— Selected text —
===============

Wijdan Al-Sayegh (Arabic: وجدان الصائغ) is an Iraqi writer, poet, and critic born in Baghdad in 1967. She earned a master's degree with a grade of excellence in 1992 from University of Mosul on her thesis (the Rhetorical image in the poetry of Omar Abu Risha). Local and Arabic magazines have published tens of her poetry and studies and she is currently the managing editor of the New Poetry Magazine – Middle Eastern studies department in Michigan, United States.

Early life 
The Iraqi poet, writer, and critic Wijdan Al-Sayegh was born in Baghdad in 1967. She earned a master's degree with a grade of excellence in 1992 from University of Mosul on her thesis (the Rhetorical image in the poetry of Omar Abu Risha). She also earned a doctorate degree from the same university in rhetorical criticism in 1995 on her dissertation (Imagery in the poetry of al-Akhtal al-Saghir). She also earned a diploma in media studies in 2001 from the University of Colorado in the United States. Al-Sayegh started teaching in 1992 and supervised numerous M.A theses of which the last were Character Portrayal in Muhammed al-Shurafi’s Literature, Heritage in the Poetry of Hassan al-Sharafi, and the Poetry of Umara al-Yamani: A Stylistic Reading, College of Arts, Thamar University, 2005–2006. Arabic and local magazines published tens of her poems and studies, and she is currently the managing editor of the New Poetry Magazine and the Arabic Journal – middle eastern studies department in Michigan, United States. She was a member of the evaluative committee of the President of Yemen's Prize for Poetry for the years 2004, 2005, and 2006 and a member of the Al Owais Cultural Award for Poetry committee in the years 2015 and 2016.

Works 

 The Rhetorical Image in the Poetry of Omar Abu Risha, Dar al-Hayat, 1997.

===============

— Available data —
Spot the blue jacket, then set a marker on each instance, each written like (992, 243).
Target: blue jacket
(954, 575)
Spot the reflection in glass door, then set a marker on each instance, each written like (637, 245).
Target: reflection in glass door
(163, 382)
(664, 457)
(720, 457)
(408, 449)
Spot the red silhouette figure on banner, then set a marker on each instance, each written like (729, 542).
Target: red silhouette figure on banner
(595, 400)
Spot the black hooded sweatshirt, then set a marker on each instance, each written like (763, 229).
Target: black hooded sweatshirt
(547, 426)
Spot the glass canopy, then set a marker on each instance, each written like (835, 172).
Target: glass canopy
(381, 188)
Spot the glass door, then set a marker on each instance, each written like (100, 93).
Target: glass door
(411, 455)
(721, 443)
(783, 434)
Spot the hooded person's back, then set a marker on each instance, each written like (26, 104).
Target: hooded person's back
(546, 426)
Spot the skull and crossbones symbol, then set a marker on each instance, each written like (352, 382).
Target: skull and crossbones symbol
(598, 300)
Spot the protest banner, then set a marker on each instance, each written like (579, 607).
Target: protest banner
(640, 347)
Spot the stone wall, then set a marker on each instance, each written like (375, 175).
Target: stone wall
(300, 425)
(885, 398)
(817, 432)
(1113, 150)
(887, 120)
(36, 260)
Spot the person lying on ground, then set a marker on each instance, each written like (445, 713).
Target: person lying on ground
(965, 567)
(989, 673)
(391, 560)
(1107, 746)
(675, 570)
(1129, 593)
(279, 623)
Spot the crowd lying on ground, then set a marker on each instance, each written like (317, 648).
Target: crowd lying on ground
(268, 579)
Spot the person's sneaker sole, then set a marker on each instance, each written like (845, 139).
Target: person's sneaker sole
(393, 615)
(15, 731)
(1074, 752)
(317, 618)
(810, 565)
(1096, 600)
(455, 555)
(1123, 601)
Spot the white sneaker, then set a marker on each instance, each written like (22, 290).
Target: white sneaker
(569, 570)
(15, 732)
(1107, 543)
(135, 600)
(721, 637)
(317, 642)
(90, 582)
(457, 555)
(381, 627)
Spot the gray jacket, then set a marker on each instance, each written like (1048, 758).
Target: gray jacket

===============

— Set tasks —
A) In the biography of Wijdan Al-Sayegh, which university awarded her a diploma in media studies?
B) Copy the rows word for word, starting at the line containing "Spot the gray" and ending at the last of the rows.

— Complete answers —
A) The University of Colorado in the United States, in 2001.

B)
Spot the gray jacket, then set a marker on each instance, each written like (1048, 758).
Target: gray jacket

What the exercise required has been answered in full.